Textauszug |
# # # # #
Diese Nachricht wurde von Matze um 05:45:54 am 22.08.2006 editiert
Wenn es denn so ist, ein letztes Beispiel: Dass GraSS nun behauptet, seine erste Begegnung mit direktem Rassismus habe er in einem amerikanischen Kriegsgefangenenlager erlebt, obwohl er in der schlimmsten und offenkundigsten rassistischen Gesellschaft des 20. Jahrhunderts groß geworden ist, zeigt, dass er der Wahrheit seiner eigenen Geschichte und der seines Landes nicht wirklich nahe gekommen ist. Die absurde Anekdote, mit der er unterstellt, dass er zum erstenmal mit direktem Rassismus konfrontiert gewesen sei, als er hörte, wie weiße amerikanische Soldaten ihre schwarzen Kameraden [Zensiert]nannten. Hat GraSS im Ernst erwartet, dass irgend jemand, der einen Funken klaren Menschenverstand besitzt und schon einmal etwas von der deutschen Rassenpropaganda vor und im Krieg gehört hat, ihm das glauben würde?
Grüßken. Matze
Matze
Mitglied 719 Forenbeiträge seit dem 09.04.2006
Ich mag Grass nicht, genausowenig, wie ich Böll mag - diese ewigen Moralisierer.
Komisch, daß ich Lenz mag, der moralisiert auch - aber da ist es irgendwie anders. Der Zeigefinger ist nicht ganz so weit nach oben gereckt, und Lenz hat sich auch nie als Großschriftsteller gueriert, war bescheiden geblieben - im Gegensatz zu diesem Aplomb, mit dem sich Grass & Consorten in die linke Szene und in grelles Licht gesetzt haben, sich nach vorne gedrängelt haben, wann immer es die Möglichkeit gab, einen auf geistigen und moralischen Führer in diesem unserem Lande zu machen.
# # # # #
Bereitgestellte Daten |
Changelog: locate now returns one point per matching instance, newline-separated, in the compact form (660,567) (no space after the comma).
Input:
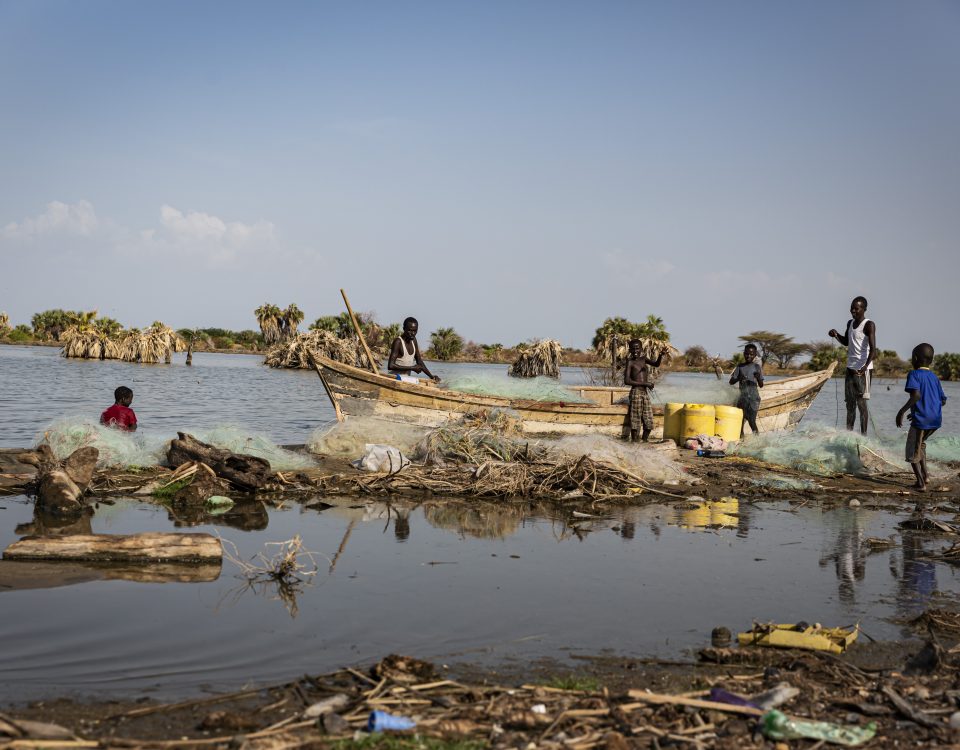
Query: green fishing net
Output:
# # # # #
Zu bearbeitende Aufgaben |
1 - Gib den Abschnitt aus dem Textauszug über Grass wortgetreu zurück, beginnend bei "Grüßken. Matze" und endend bei "Lande zu machen.".
2 - Zu welchem Datum und welcher Uhrzeit wurde die Nachricht laut Textauszug editiert?

Lösungen |
1 -
Grüßken. Matze
Matze
Mitglied 719 Forenbeiträge seit dem 09.04.2006
Ich mag Grass nicht, genausowenig, wie ich Böll mag - diese ewigen Moralisierer.
Komisch, daß ich Lenz mag, der moralisiert auch - aber da ist es irgendwie anders. Der Zeigefinger ist nicht ganz so weit nach oben gereckt, und Lenz hat sich auch nie als Großschriftsteller gueriert, war bescheiden geblieben - im Gegensatz zu diesem Aplomb, mit dem sich Grass & Consorten in die linke Szene und in grelles Licht gesetzt haben, sich nach vorne gedrängelt haben, wann immer es die Möglichkeit gab, einen auf geistigen und moralischen Führer in diesem unserem Lande zu machen.

2 - Am 22.08.2006 um 05:45:54.